Extracted information
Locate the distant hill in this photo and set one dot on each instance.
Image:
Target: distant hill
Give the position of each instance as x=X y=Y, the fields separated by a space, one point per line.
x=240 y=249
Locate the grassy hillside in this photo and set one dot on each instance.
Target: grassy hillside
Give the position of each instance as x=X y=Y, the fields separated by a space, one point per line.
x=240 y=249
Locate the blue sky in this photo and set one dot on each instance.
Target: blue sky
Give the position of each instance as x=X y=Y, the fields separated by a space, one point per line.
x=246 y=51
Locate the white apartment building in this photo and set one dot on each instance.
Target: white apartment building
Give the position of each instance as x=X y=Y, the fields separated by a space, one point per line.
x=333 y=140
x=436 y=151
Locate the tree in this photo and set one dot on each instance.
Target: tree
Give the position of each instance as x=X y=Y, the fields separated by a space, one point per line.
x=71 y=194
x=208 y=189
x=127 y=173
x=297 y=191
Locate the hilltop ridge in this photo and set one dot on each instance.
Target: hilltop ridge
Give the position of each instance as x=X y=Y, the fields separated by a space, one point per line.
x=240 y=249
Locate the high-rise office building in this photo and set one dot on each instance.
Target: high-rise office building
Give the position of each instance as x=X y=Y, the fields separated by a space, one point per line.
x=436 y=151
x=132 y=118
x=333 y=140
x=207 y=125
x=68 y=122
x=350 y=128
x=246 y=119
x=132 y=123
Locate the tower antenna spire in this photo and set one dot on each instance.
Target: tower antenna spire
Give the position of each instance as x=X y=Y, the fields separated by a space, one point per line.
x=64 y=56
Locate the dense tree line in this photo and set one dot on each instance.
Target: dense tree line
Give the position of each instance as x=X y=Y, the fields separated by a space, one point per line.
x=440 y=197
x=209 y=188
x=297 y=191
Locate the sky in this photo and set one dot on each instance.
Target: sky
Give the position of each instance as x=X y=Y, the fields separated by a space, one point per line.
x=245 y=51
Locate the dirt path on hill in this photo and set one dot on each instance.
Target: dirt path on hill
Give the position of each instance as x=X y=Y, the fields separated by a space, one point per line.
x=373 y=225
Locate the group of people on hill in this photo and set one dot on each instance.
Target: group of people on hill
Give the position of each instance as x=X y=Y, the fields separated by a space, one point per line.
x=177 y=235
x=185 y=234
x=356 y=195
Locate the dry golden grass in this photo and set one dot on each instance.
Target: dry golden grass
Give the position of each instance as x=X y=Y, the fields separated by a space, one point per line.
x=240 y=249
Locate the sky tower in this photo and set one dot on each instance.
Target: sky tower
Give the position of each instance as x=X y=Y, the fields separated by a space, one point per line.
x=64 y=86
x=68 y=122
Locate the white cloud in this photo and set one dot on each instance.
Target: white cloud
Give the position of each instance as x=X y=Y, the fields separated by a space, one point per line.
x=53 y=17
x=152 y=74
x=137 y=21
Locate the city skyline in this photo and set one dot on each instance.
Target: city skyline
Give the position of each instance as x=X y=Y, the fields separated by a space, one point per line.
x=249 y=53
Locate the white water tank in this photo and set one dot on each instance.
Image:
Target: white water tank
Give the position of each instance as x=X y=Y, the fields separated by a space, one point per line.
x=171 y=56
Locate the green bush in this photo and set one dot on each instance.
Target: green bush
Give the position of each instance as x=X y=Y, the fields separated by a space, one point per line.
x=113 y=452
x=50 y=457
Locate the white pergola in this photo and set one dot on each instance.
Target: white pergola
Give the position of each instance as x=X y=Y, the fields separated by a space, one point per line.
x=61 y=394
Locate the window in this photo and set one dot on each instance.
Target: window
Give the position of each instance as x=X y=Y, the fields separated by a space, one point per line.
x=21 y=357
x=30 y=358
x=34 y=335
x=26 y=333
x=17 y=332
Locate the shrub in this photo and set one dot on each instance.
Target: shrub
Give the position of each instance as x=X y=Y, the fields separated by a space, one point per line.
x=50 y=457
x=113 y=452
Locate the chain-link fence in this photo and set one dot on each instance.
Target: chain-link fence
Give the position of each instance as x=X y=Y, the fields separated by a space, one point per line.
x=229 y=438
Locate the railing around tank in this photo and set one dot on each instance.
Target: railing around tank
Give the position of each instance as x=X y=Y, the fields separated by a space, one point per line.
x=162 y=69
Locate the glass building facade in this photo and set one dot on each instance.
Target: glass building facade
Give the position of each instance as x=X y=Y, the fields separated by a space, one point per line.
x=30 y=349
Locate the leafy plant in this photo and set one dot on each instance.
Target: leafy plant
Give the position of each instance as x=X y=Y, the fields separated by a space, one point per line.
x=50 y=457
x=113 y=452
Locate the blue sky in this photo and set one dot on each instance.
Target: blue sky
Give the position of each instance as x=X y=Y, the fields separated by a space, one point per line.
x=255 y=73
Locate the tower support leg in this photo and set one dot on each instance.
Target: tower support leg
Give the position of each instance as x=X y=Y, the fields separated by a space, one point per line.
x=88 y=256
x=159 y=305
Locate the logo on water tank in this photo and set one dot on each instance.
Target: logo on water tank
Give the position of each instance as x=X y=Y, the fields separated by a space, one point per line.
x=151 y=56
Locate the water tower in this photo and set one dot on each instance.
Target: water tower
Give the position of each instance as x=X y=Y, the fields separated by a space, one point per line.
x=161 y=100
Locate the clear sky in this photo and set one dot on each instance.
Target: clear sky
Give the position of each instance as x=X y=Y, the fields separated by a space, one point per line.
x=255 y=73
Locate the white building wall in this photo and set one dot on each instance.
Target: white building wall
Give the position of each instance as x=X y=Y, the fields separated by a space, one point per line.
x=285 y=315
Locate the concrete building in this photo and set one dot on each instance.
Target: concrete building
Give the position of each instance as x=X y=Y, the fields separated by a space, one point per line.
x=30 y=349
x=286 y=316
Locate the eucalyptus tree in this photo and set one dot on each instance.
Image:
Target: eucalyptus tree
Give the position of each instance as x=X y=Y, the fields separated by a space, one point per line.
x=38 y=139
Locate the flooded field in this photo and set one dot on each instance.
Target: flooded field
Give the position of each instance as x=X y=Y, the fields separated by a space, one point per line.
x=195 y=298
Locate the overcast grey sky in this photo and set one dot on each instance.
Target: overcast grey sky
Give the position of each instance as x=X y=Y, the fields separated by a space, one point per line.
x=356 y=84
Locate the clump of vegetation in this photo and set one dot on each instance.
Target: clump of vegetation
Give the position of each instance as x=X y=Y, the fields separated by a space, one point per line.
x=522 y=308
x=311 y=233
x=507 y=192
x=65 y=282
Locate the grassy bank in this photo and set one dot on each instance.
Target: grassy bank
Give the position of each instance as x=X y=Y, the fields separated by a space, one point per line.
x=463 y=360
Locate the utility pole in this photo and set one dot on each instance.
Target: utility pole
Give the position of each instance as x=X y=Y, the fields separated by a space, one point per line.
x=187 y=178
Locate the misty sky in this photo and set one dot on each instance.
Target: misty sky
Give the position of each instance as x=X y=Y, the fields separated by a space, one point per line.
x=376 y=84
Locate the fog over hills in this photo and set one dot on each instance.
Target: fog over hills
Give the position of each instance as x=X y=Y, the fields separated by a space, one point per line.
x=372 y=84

==

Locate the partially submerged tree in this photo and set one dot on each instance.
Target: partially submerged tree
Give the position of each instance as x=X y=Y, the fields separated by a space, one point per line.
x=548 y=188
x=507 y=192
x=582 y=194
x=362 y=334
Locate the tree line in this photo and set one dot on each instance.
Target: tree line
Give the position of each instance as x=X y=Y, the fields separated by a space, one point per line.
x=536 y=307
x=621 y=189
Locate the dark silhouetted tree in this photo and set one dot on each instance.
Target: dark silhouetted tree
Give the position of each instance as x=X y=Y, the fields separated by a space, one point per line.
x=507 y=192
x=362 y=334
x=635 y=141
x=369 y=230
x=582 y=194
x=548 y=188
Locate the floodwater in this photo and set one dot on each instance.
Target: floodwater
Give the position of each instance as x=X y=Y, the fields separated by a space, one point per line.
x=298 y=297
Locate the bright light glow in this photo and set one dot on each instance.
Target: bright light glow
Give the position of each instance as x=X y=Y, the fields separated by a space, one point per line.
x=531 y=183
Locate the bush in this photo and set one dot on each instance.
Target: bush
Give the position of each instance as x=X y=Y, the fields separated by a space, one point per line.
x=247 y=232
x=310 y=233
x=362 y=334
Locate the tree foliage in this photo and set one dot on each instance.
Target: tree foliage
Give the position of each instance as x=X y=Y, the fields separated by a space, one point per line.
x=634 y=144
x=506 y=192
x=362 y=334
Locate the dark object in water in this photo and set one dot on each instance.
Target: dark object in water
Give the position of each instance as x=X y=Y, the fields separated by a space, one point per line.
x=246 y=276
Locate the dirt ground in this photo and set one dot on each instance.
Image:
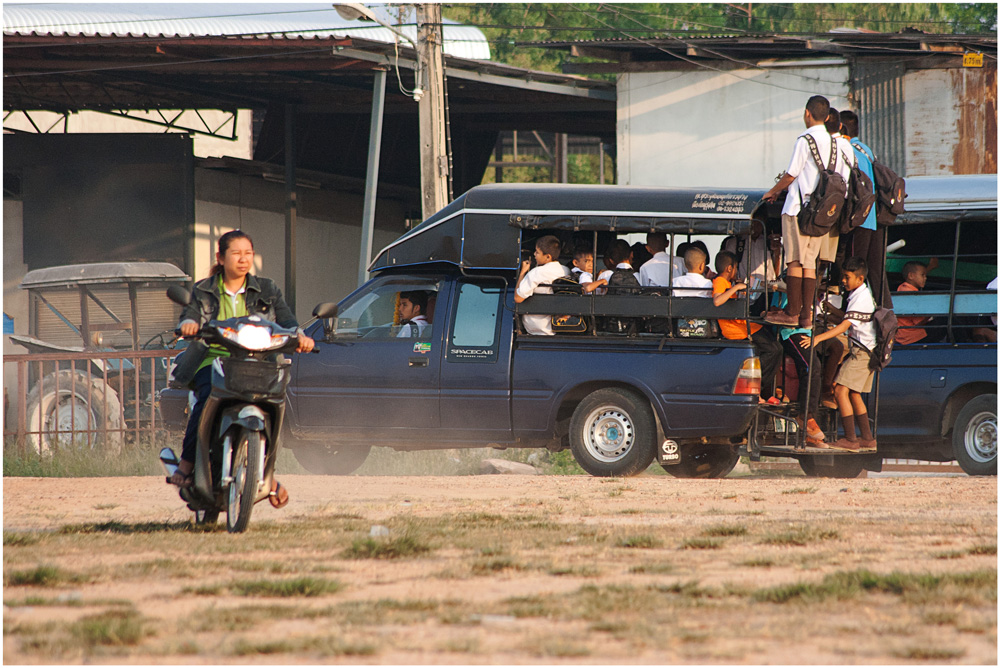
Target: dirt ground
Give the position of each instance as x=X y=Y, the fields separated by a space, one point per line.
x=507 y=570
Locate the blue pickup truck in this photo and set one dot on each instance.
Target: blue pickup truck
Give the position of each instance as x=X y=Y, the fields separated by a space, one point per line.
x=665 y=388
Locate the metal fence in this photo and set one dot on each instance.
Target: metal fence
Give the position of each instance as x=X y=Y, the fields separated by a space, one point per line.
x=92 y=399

==

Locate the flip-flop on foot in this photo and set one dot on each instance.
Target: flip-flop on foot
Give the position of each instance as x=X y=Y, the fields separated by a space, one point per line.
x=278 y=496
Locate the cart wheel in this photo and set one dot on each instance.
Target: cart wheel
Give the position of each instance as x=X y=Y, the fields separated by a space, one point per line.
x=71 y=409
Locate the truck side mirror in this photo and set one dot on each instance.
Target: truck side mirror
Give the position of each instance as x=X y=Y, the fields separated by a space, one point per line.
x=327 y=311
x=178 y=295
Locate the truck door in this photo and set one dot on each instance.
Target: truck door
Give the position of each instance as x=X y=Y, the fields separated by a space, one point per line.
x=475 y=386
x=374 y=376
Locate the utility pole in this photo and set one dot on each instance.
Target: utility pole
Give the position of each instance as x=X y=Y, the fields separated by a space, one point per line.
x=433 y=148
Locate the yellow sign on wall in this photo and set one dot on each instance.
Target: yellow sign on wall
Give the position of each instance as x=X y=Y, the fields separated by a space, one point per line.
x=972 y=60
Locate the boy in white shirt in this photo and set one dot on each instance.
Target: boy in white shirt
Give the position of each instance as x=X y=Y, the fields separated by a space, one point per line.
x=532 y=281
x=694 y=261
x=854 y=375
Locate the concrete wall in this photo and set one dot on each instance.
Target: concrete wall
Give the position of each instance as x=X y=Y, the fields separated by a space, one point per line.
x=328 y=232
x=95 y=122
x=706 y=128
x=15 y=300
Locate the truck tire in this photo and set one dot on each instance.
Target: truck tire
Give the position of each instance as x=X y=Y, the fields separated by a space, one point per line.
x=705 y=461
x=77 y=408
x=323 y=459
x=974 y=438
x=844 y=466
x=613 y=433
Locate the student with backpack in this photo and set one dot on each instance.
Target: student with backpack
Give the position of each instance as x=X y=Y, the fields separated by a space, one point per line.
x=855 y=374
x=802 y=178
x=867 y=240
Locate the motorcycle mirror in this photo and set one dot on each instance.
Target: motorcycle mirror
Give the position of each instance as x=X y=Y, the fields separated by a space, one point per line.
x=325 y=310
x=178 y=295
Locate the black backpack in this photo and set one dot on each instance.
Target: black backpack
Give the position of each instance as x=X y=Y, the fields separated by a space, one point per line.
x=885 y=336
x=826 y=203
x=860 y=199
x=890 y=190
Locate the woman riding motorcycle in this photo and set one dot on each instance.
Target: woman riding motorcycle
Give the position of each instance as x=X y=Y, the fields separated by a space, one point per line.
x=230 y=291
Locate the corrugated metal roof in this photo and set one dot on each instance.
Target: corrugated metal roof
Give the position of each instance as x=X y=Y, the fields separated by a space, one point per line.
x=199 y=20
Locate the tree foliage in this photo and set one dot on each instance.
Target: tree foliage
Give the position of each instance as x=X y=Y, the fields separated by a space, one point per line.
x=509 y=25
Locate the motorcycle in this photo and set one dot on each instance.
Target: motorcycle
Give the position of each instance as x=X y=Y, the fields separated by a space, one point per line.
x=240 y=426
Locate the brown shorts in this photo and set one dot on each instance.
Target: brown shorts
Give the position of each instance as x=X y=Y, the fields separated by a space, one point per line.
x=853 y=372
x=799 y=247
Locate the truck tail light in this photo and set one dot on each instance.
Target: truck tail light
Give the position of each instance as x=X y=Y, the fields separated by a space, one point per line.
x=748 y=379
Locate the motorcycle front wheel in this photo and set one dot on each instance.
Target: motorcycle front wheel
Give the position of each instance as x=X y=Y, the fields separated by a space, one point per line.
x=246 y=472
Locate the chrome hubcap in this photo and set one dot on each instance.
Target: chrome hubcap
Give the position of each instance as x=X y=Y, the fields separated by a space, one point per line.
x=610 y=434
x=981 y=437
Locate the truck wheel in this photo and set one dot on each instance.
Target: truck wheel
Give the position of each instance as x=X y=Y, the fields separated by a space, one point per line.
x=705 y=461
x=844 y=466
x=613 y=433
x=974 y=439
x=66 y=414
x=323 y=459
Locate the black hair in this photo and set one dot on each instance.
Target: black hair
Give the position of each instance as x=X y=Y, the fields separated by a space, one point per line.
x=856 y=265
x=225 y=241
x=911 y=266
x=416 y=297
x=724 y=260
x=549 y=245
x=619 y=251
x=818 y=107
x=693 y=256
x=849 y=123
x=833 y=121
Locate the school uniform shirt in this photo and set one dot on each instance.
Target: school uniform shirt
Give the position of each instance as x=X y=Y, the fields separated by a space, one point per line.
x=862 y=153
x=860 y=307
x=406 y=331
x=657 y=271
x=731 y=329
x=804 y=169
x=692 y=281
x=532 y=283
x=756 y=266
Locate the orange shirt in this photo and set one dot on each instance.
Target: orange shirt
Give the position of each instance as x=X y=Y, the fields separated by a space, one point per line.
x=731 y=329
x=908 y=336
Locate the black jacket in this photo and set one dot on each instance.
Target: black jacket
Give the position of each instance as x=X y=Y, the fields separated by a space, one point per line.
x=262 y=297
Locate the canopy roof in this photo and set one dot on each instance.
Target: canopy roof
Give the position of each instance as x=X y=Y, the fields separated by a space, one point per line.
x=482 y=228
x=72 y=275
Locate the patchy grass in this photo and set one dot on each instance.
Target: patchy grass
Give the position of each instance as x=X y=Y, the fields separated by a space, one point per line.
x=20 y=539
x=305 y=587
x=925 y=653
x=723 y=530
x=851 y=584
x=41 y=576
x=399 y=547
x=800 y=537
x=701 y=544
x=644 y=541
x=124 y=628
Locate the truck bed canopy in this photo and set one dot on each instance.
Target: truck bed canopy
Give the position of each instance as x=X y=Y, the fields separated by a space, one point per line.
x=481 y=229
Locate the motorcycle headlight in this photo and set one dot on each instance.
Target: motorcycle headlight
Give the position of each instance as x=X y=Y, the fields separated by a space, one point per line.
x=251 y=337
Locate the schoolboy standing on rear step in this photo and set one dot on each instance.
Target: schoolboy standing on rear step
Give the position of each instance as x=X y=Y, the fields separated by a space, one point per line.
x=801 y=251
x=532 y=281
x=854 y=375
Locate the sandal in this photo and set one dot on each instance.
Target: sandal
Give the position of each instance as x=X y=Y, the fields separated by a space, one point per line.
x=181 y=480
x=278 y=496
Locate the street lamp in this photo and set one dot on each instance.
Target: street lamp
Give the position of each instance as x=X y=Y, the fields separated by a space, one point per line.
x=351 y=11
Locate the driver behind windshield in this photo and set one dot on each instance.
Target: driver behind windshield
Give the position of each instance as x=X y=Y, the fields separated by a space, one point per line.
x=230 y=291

Goal of the exercise
Counting every line that holds the string "street", give the total for the data above and nothing else.

Solution for this task
2